LISTED ENTRIES:
******

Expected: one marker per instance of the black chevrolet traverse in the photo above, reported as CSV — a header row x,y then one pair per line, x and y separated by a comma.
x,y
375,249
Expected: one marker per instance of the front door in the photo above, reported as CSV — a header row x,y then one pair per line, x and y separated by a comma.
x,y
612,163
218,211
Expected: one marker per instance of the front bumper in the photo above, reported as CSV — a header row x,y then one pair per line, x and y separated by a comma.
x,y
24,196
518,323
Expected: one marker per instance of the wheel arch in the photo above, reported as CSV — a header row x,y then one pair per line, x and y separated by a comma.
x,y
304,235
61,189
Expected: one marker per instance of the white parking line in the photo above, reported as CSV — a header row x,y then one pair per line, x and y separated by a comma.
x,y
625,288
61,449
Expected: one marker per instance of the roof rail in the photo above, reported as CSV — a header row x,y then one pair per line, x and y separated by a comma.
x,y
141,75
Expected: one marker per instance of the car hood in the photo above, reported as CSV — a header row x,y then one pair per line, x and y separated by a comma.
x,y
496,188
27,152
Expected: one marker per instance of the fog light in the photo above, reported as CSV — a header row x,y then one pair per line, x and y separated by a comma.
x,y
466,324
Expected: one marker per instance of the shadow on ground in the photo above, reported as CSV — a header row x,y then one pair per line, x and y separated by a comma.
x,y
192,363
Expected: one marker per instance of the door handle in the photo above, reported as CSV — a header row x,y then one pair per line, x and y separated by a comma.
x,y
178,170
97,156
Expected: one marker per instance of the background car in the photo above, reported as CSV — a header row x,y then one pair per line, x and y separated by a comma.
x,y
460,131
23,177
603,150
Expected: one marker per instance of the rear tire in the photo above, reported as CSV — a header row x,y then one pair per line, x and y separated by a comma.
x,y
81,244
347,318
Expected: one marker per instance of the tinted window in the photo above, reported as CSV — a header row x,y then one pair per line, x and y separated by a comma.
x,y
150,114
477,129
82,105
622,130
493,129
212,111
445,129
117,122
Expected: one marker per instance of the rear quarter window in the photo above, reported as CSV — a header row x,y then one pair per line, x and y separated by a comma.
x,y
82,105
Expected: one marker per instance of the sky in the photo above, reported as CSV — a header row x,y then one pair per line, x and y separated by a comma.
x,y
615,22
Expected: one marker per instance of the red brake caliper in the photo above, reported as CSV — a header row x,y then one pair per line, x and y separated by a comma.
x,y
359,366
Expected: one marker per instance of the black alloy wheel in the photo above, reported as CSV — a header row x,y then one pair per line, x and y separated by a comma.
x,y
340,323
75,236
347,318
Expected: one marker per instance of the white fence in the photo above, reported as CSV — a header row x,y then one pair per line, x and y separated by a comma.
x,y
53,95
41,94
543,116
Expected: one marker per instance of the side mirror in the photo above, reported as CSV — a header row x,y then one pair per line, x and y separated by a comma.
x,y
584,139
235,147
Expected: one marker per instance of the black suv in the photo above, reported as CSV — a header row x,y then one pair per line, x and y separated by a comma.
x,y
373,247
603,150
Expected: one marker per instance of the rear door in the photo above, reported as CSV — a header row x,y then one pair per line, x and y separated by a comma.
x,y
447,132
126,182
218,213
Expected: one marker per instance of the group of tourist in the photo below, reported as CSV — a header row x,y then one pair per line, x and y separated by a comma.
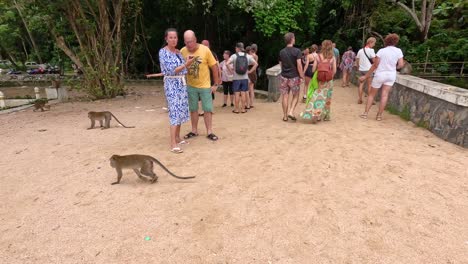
x,y
317,68
194,73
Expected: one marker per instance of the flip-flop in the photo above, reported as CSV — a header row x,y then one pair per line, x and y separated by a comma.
x,y
177,150
190,135
212,137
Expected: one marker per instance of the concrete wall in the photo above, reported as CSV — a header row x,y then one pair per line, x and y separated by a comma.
x,y
441,108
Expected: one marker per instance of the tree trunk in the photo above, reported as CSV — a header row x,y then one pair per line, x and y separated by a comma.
x,y
423,22
36,50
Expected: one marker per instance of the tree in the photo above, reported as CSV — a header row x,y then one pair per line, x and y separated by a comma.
x,y
423,21
89,32
26,26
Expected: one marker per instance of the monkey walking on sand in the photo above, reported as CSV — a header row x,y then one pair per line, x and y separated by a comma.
x,y
41,104
103,116
141,164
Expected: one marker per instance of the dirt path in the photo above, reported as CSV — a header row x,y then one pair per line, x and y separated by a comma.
x,y
345,191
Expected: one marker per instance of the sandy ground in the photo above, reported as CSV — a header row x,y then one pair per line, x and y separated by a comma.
x,y
345,191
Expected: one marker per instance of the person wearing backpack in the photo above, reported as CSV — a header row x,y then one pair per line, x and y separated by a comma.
x,y
291,75
364,60
240,81
325,65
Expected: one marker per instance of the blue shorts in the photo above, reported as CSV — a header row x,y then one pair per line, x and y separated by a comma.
x,y
240,85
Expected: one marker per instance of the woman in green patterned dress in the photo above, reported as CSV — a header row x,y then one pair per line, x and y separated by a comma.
x,y
318,107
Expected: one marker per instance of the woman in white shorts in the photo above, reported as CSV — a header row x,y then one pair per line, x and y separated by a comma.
x,y
386,62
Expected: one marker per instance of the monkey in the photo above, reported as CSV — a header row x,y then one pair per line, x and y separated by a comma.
x,y
41,104
141,164
103,116
407,68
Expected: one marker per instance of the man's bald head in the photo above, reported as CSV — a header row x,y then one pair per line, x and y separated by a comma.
x,y
190,40
189,34
206,43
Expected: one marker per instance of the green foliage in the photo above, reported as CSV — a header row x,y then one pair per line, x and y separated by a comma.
x,y
278,18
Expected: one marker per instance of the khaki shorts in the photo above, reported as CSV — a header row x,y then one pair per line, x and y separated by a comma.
x,y
290,84
203,94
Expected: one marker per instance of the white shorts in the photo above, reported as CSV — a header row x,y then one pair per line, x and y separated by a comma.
x,y
383,78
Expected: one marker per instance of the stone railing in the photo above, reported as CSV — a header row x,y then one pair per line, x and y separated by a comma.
x,y
438,107
441,108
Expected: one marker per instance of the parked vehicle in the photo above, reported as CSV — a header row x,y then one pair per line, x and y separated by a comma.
x,y
31,65
5,63
13,72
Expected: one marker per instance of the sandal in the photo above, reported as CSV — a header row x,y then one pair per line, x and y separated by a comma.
x,y
190,135
212,137
177,150
293,118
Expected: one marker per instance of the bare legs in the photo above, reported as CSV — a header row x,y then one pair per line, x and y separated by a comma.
x,y
284,103
244,101
175,135
288,110
251,94
383,101
345,78
207,117
231,97
306,86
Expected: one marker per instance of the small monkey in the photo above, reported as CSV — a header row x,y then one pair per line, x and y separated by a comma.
x,y
41,104
103,116
141,164
407,68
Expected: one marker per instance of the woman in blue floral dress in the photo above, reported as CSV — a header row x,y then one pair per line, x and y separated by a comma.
x,y
174,68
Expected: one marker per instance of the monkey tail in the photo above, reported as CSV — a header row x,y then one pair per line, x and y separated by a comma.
x,y
119,121
168,171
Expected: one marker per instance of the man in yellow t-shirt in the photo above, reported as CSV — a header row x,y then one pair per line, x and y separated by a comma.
x,y
198,82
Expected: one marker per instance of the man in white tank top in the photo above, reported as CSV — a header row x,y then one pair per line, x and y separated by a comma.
x,y
386,62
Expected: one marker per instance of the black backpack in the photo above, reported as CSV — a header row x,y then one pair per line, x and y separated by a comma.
x,y
242,64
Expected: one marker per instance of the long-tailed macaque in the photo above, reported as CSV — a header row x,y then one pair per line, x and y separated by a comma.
x,y
41,104
407,68
141,164
103,116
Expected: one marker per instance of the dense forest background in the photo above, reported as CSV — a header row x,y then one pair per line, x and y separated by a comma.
x,y
113,39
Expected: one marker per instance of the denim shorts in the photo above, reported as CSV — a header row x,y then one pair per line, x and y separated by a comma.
x,y
204,94
240,85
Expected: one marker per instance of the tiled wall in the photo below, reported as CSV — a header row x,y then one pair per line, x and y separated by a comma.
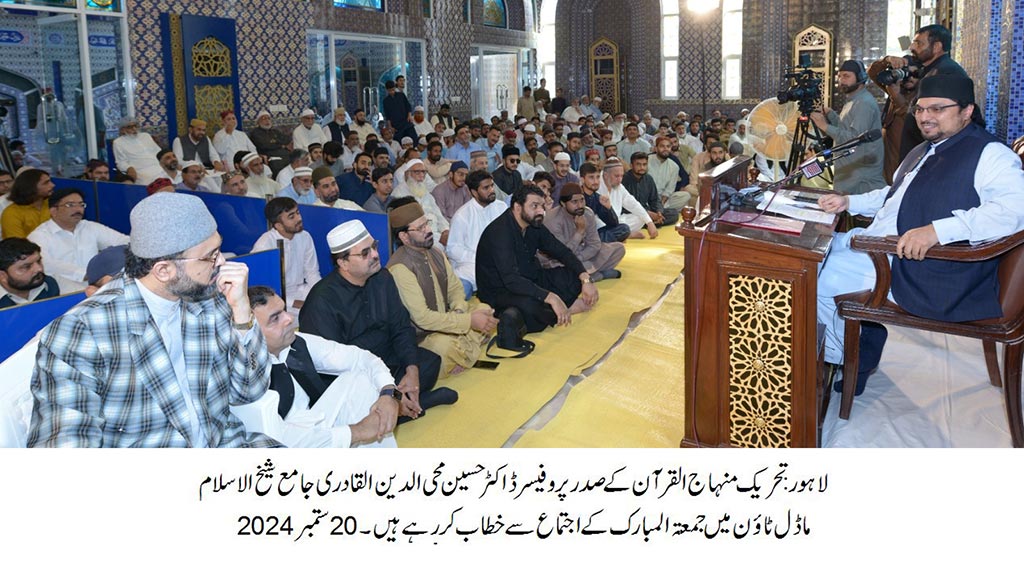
x,y
272,45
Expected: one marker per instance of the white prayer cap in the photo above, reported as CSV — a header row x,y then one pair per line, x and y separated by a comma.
x,y
250,158
345,235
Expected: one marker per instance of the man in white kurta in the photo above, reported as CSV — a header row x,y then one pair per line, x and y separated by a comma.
x,y
229,140
356,408
611,185
68,242
308,131
301,268
469,222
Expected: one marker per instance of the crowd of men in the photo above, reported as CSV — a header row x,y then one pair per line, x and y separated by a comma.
x,y
174,348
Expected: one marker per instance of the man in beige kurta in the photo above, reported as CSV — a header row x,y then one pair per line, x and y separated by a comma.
x,y
432,293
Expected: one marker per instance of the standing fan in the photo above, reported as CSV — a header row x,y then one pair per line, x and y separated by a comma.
x,y
772,128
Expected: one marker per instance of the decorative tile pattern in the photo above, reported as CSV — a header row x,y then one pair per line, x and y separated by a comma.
x,y
1012,56
272,47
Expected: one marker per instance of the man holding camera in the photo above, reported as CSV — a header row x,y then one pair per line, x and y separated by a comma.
x,y
860,172
929,56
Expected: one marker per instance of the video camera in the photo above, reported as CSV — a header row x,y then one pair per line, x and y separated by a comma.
x,y
892,76
802,85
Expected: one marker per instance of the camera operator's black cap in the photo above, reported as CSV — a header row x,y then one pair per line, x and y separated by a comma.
x,y
955,87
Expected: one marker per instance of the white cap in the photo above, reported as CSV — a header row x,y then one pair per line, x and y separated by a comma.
x,y
345,235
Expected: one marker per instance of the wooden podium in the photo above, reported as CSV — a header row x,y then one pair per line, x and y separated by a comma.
x,y
754,369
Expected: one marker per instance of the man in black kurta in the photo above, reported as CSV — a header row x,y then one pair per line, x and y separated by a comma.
x,y
358,304
508,272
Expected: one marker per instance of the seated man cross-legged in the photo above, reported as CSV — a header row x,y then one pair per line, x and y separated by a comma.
x,y
508,273
358,304
325,394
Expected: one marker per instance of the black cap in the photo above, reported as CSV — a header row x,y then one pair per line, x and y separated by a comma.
x,y
955,87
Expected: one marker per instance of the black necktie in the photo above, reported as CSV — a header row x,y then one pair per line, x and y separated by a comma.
x,y
281,382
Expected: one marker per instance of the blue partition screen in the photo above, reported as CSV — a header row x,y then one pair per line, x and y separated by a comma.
x,y
240,220
320,220
264,268
19,323
88,193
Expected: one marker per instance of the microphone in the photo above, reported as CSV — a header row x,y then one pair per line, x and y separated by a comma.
x,y
868,136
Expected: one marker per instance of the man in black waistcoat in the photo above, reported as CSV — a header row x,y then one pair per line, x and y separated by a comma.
x,y
961,184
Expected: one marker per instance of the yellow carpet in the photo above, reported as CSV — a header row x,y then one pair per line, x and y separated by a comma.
x,y
634,398
494,403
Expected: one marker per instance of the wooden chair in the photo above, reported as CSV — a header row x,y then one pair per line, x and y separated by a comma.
x,y
873,306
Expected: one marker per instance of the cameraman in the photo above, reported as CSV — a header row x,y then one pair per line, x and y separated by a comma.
x,y
894,113
930,52
860,172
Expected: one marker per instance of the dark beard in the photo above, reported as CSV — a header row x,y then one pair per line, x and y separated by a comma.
x,y
35,282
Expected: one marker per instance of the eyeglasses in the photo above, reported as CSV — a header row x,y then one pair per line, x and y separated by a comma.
x,y
212,258
365,253
932,110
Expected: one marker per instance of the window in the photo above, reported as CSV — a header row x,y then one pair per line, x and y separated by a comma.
x,y
898,24
546,43
495,13
732,47
670,49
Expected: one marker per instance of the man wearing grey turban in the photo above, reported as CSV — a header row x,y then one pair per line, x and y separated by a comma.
x,y
156,358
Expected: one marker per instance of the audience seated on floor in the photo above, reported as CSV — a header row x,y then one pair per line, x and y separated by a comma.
x,y
432,293
323,393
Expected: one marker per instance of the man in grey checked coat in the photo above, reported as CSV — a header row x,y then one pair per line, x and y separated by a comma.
x,y
157,356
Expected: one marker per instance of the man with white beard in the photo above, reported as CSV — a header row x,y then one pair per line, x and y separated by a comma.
x,y
412,179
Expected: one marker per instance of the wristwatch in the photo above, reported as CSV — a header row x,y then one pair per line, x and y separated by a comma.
x,y
392,392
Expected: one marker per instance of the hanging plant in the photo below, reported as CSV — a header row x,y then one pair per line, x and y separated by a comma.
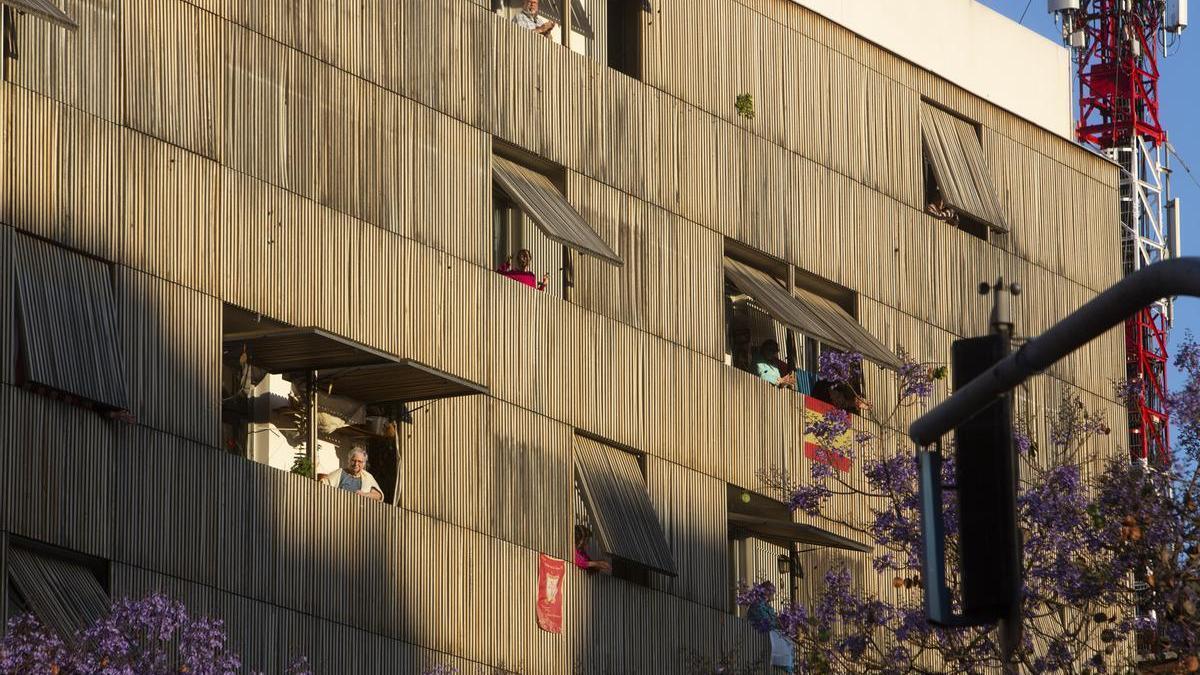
x,y
745,106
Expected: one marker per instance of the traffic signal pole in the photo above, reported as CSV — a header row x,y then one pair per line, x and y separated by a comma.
x,y
981,410
1123,299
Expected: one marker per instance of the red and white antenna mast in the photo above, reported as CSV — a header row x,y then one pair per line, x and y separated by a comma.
x,y
1116,46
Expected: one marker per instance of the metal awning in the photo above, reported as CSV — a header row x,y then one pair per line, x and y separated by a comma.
x,y
953,149
43,9
785,533
622,514
580,21
67,329
402,381
65,597
557,219
841,330
809,314
348,368
295,350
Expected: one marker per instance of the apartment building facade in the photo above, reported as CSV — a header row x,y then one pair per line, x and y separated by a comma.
x,y
241,240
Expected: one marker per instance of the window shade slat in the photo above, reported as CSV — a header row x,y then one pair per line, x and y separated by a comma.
x,y
960,167
622,513
558,220
67,315
46,10
64,596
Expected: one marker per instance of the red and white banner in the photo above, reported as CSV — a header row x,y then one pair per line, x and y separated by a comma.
x,y
814,412
551,578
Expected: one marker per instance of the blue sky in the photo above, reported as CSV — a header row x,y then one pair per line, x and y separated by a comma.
x,y
1179,101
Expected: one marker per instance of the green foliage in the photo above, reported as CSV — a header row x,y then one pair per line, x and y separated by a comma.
x,y
745,106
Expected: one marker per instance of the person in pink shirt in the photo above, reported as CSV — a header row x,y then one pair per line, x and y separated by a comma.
x,y
522,273
582,560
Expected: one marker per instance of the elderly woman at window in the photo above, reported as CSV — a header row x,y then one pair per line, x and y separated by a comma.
x,y
772,369
354,477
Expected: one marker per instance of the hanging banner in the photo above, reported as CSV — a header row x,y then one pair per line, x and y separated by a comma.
x,y
814,411
551,577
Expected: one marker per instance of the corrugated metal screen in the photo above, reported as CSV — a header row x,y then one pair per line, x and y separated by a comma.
x,y
64,596
953,149
67,318
43,9
622,513
558,220
809,314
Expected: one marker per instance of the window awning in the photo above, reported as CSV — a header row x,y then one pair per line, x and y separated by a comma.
x,y
622,514
557,219
292,350
43,9
401,381
841,330
785,533
65,597
963,175
67,323
809,314
349,368
580,21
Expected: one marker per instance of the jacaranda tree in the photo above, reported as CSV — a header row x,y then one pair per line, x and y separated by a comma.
x,y
153,635
1110,577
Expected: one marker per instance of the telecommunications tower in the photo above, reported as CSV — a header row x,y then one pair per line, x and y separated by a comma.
x,y
1116,46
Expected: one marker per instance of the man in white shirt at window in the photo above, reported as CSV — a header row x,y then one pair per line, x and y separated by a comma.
x,y
529,18
355,477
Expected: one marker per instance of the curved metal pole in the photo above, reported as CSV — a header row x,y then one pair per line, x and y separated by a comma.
x,y
1179,276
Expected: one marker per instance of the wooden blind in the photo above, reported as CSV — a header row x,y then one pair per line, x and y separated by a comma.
x,y
65,597
964,178
557,219
43,9
621,508
67,317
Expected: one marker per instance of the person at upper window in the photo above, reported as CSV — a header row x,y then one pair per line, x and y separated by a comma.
x,y
521,272
529,18
582,560
771,368
354,477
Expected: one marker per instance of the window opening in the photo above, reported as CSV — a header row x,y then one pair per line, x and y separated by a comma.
x,y
545,18
535,230
65,590
958,185
59,292
311,402
617,512
624,39
762,535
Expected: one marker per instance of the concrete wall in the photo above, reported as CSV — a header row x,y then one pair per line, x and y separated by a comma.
x,y
971,46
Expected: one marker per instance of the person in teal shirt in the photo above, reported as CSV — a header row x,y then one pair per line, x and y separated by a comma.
x,y
769,366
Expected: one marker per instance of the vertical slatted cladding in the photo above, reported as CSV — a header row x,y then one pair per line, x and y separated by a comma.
x,y
684,407
172,375
70,187
7,305
450,205
58,472
81,67
172,204
526,478
172,76
256,76
691,508
757,426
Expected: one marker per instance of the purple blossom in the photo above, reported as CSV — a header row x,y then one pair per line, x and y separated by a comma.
x,y
840,368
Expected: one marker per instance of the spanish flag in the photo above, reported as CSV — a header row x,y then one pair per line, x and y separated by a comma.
x,y
815,411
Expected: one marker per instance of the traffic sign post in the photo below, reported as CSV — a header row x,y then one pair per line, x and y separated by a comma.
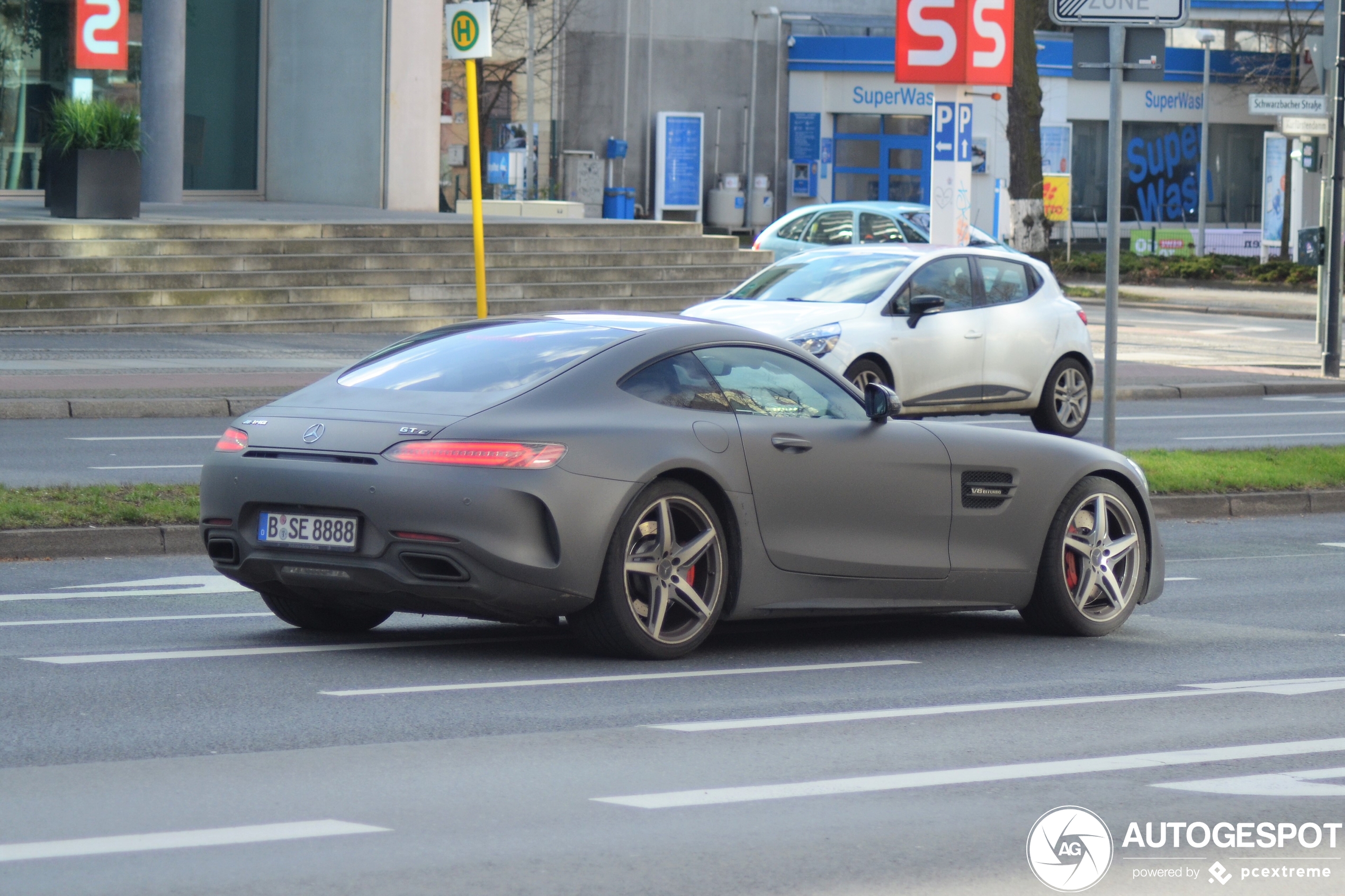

******

From the line with "Expected: one marker per instance of the vertical" to the final line of the records, inclusive, set down the lines exactly and add nothing; leave every picture out.

Expected: one marker per instance of the vertical slatted cladding in the photo above, reported as CSV — a header row x,y then one pair per line, x and y separated by a comma.
x,y
684,407
172,375
70,187
7,305
450,205
58,472
81,67
172,204
526,478
172,76
256,76
691,508
757,426
Expected: one marker per instance of the purple blossom in the photo above, reported as CSV — a header row x,y then one pair per line, x and y separated by a comma.
x,y
840,368
Expected: one marker per instance of the spanish flag in the photo above, reported as CSV — a header row x,y then one pair per line, x and y separated by a comma.
x,y
815,411
Expected: one marker per instance of the traffic sign post in the photo below, reported as CSV — a header row x,y then one pair per line, x and y separated by a comma.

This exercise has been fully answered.